**What is asked:** Copy every line of the records below, requests included, and increase each x and y coordinate in the answers by 126. Omit the pictures.

**Records for identifying positions:**
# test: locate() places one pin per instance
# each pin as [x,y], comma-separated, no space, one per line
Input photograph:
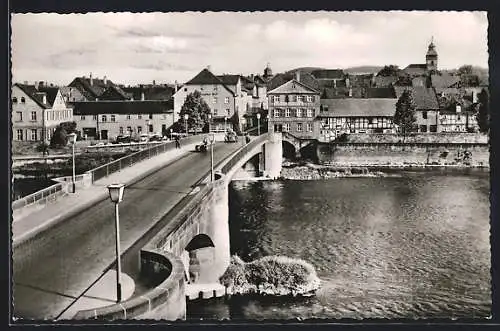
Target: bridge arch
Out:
[199,257]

**Correct result:**
# test: locate() places one pin per instance
# each pin as [x,y], comma-separated, no space, one per line
Input photograph:
Target: bridge arch
Out:
[325,383]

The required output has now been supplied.